▽
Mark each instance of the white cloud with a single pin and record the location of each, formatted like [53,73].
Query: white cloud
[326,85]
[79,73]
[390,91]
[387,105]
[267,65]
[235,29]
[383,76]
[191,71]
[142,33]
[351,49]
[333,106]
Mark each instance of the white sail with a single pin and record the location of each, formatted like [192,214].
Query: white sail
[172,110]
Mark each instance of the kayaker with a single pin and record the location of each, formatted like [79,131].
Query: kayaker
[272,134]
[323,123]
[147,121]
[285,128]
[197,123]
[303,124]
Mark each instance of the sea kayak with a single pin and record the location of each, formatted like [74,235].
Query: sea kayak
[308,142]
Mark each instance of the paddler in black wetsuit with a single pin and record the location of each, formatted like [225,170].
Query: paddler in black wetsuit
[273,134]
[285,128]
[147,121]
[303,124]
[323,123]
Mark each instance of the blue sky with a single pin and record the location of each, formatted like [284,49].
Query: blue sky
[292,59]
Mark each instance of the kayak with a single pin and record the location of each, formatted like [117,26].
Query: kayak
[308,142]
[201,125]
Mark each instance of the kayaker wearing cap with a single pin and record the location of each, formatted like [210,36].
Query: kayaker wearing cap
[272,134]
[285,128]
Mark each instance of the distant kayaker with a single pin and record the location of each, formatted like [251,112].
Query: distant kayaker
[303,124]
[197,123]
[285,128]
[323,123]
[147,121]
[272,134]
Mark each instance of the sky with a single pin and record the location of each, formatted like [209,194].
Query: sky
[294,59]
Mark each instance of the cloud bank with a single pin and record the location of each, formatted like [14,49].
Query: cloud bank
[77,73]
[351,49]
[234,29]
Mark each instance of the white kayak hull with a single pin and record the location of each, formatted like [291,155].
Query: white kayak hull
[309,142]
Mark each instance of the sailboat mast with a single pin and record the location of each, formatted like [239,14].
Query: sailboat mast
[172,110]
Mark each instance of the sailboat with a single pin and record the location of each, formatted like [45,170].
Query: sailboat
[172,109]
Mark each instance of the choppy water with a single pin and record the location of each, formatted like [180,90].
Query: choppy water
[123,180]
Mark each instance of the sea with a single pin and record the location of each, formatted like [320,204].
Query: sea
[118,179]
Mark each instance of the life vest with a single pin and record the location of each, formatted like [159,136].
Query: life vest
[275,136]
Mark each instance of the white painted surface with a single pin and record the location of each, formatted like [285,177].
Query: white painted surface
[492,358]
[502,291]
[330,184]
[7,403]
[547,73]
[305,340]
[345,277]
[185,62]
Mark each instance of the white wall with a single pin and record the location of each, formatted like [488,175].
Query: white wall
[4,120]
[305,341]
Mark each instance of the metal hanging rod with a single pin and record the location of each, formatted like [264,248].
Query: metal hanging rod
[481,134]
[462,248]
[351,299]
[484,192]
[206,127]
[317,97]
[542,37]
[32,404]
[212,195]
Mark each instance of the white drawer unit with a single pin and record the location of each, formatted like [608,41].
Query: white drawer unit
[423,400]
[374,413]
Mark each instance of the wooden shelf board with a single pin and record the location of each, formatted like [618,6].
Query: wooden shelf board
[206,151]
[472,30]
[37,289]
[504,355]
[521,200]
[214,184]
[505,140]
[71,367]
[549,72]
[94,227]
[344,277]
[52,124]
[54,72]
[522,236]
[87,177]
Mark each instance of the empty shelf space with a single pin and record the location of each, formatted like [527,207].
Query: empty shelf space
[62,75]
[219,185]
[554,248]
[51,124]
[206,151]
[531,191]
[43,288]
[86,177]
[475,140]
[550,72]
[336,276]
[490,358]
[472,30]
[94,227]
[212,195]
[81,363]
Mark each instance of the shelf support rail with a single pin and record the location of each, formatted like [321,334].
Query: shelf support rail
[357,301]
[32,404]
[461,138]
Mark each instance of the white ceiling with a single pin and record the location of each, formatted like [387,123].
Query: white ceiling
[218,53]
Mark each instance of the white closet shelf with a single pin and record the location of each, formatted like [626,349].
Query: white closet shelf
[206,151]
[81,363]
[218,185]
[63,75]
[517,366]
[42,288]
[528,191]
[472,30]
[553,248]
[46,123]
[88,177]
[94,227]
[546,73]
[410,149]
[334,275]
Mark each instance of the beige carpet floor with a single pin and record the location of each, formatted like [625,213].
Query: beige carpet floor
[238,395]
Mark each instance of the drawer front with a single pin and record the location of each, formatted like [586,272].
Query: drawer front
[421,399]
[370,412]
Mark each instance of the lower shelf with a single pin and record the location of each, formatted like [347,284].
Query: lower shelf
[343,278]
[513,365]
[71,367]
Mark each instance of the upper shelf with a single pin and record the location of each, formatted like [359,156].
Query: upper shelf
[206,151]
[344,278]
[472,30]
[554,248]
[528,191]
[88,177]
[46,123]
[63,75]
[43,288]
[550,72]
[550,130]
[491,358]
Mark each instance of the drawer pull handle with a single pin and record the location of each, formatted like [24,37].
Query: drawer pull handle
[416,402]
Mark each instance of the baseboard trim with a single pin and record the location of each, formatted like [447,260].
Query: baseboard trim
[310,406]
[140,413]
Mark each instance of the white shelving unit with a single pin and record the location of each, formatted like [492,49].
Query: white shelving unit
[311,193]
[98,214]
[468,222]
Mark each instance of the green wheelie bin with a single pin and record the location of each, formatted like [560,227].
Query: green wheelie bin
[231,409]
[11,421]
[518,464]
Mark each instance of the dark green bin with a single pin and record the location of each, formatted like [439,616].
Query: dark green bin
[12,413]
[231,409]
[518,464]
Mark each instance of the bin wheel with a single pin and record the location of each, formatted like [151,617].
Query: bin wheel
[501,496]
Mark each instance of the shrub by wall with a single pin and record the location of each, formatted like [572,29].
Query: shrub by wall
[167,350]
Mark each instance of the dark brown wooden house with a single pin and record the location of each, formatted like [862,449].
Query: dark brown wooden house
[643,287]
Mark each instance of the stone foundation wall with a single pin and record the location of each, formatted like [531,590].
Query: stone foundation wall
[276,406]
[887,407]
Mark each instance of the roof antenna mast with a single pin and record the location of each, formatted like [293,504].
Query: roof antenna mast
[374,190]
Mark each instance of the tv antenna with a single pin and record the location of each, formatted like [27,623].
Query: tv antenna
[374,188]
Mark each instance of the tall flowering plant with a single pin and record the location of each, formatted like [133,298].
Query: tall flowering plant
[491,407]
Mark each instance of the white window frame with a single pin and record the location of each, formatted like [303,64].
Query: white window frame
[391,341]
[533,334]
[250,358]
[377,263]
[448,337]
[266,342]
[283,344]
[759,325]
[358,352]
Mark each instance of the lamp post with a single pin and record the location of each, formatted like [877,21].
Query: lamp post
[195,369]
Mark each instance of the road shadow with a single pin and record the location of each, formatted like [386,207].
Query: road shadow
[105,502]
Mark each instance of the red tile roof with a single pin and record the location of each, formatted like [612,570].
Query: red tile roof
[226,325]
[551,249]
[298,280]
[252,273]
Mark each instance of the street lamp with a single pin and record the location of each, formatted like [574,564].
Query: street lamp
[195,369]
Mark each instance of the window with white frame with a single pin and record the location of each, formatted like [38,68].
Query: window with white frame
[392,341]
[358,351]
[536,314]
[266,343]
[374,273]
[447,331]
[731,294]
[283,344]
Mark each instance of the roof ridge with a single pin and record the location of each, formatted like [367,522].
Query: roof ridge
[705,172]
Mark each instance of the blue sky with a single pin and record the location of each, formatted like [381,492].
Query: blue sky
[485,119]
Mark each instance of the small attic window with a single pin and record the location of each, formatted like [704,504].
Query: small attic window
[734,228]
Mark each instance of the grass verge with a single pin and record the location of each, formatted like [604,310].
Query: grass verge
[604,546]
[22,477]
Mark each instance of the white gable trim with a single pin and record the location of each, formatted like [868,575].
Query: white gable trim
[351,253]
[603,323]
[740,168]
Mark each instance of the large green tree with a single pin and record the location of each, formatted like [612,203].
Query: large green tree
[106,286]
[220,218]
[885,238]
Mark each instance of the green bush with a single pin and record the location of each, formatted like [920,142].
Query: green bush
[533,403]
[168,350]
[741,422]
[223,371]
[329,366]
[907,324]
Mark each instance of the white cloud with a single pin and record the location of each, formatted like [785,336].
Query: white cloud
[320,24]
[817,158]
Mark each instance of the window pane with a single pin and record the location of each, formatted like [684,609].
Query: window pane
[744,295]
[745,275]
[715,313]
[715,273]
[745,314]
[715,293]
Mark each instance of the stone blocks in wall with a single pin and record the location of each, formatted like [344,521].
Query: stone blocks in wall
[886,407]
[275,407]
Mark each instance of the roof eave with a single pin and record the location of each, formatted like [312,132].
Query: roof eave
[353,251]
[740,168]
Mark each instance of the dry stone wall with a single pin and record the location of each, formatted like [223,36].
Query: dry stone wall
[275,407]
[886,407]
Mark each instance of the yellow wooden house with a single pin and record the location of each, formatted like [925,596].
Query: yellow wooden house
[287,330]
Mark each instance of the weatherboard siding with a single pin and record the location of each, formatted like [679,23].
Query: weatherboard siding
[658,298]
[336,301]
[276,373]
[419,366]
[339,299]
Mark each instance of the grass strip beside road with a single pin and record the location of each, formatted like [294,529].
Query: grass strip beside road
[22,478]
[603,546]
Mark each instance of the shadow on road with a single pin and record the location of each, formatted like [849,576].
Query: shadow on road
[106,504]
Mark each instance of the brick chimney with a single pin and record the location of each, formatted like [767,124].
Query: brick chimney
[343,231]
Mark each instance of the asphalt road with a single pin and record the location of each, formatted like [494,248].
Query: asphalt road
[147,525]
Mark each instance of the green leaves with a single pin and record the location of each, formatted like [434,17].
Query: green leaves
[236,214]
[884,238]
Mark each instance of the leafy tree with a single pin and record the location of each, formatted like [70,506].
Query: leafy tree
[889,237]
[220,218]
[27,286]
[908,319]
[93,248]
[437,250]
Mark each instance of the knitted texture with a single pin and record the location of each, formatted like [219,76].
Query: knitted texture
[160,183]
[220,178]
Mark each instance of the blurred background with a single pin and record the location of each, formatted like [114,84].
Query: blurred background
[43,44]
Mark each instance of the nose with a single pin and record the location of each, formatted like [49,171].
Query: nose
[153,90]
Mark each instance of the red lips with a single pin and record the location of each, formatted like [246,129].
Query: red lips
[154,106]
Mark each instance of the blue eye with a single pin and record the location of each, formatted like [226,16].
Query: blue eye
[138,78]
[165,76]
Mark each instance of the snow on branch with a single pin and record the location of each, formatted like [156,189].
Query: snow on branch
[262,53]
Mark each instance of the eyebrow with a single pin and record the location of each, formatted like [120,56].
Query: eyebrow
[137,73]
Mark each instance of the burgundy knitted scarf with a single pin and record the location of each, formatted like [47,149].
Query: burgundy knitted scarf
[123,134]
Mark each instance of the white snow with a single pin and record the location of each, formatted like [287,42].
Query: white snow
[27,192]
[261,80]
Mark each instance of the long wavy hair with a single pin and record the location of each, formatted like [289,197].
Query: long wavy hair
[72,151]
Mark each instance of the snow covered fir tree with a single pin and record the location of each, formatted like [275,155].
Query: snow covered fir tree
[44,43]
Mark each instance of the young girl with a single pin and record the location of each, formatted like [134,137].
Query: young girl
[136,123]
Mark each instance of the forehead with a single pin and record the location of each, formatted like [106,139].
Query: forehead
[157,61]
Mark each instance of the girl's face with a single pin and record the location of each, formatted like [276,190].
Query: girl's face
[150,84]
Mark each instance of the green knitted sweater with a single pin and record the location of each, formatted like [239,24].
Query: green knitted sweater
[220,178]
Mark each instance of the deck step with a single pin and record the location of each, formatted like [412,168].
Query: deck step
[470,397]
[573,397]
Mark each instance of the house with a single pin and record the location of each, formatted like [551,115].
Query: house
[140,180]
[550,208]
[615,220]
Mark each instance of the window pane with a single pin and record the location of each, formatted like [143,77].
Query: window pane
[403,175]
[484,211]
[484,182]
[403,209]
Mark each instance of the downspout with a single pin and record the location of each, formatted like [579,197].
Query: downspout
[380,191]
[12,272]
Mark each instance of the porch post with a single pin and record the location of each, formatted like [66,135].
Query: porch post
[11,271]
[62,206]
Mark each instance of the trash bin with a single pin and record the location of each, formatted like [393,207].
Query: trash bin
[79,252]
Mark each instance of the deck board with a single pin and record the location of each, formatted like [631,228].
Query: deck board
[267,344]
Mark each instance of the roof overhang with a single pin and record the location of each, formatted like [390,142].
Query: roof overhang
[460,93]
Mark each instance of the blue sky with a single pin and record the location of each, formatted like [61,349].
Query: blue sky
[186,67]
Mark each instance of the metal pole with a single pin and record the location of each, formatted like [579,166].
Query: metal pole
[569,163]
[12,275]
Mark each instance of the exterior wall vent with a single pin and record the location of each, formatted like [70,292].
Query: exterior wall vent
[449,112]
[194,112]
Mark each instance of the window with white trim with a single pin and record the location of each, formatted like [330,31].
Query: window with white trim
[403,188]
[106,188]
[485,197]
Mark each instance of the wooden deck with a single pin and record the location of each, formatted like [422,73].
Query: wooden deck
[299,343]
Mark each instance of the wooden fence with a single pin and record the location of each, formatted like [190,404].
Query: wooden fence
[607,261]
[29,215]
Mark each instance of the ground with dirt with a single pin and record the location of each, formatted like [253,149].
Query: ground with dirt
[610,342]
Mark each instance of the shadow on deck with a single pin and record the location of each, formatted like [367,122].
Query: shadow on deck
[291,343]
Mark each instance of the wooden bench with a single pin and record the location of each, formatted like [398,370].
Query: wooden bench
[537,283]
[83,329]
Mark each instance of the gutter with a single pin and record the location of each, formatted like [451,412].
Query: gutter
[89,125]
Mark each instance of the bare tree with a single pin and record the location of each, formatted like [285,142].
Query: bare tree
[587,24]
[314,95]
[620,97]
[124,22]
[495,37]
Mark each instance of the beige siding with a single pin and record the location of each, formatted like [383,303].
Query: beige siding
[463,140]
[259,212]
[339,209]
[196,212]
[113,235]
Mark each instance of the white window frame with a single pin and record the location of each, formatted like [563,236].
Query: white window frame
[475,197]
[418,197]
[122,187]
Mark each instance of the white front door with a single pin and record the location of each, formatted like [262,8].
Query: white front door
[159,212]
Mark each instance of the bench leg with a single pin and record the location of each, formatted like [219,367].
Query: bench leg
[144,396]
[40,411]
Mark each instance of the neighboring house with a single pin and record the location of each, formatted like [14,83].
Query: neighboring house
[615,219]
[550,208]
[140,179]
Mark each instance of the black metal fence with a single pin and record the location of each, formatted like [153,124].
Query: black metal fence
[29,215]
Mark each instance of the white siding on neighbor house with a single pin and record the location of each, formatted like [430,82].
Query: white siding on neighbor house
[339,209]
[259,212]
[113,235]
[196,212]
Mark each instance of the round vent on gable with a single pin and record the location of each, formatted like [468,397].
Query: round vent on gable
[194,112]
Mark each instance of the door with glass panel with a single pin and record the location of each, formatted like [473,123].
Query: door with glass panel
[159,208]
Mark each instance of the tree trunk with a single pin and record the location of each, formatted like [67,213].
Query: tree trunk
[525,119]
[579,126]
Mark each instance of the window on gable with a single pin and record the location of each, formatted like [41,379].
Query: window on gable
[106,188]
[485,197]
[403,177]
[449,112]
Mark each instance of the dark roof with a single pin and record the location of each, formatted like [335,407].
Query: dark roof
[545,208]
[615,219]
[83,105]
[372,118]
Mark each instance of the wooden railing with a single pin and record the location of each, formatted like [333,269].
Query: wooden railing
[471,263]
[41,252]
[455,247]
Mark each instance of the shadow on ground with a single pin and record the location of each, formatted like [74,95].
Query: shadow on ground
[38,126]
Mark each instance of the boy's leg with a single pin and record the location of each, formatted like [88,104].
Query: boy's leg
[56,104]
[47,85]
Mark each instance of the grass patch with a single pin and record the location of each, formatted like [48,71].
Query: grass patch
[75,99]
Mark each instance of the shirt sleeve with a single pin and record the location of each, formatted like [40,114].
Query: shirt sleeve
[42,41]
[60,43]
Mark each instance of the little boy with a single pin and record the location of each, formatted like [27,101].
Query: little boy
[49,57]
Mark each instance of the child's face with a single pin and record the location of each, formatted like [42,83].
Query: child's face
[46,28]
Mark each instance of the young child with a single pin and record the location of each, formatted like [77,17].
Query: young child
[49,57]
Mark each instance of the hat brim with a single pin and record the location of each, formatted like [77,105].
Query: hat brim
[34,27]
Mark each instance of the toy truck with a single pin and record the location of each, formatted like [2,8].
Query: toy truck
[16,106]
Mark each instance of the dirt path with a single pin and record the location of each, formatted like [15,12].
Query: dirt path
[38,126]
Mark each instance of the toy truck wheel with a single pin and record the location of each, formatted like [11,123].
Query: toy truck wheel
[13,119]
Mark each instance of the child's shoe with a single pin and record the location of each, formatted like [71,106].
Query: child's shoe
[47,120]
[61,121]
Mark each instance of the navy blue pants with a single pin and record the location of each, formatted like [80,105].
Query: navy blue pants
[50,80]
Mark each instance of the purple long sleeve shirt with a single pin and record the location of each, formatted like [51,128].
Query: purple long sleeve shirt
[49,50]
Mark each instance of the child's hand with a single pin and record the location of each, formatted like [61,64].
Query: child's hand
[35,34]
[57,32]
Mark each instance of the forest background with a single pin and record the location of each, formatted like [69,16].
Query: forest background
△
## Action item
Reproduce only the lines above spanning from the line containing "Query: roof eave" through the line containing "Mark each instance of the blue eye", word for word.

## Answer for this exercise
Query: roof eave
[353,251]
[740,168]
Mark each instance of the dry stone wall with a single pin and record the location of each, formatted like [223,36].
Query: dry stone wall
[275,407]
[886,407]
Mark each instance of the yellow wooden house with a single pin and record the location of each, formatted like [925,596].
Query: yellow wooden house
[287,330]
Mark each instance of the weatherboard siding with a single pin and record the location of each, formatted like [679,23].
Query: weatherboard siding
[658,298]
[336,301]
[276,373]
[419,366]
[339,299]
Mark each instance of the grass strip beside road with a single pin and record the location of each, formatted like [294,529].
Query: grass strip beside road
[22,478]
[603,546]
Mark each instance of the shadow on road with a single pin and record the location of each, formatted like [849,576].
Query: shadow on road
[106,504]
Mark each instance of the brick chimney with a single pin and record the location of each, formatted like [767,124].
Query: brick chimney
[343,231]
Mark each instance of the asphalt road with a single pin and record the location of each, formatted like [494,248].
Query: asphalt road
[147,525]
Mark each instance of the green leaves with a single pin and record the location of each, formatted like [434,17].
Query: green leaves
[236,214]
[884,238]
Mark each instance of the leafy tree with a single pin and record the location of each, formatted like [70,506].
Query: leafy tree
[889,237]
[220,218]
[27,286]
[908,319]
[93,248]
[437,250]
Mark each instance of the knitted texture with a single pin and record the location of each, formatted like [219,76].
Query: knitted texture
[160,183]
[220,178]
Mark each instance of the blurred background with a single pin and record the location of each, formatted like [114,84].
Query: blurred background
[43,44]
Mark each instance of the nose with a single pin and record the location of each, formatted like [49,171].
Query: nose
[153,90]
Mark each instance of the red lips with a single pin and record the location of each, formatted like [246,129].
Query: red lips
[154,106]
Mark each instance of the blue eye with a single pin and record the location of each, formatted like [226,16].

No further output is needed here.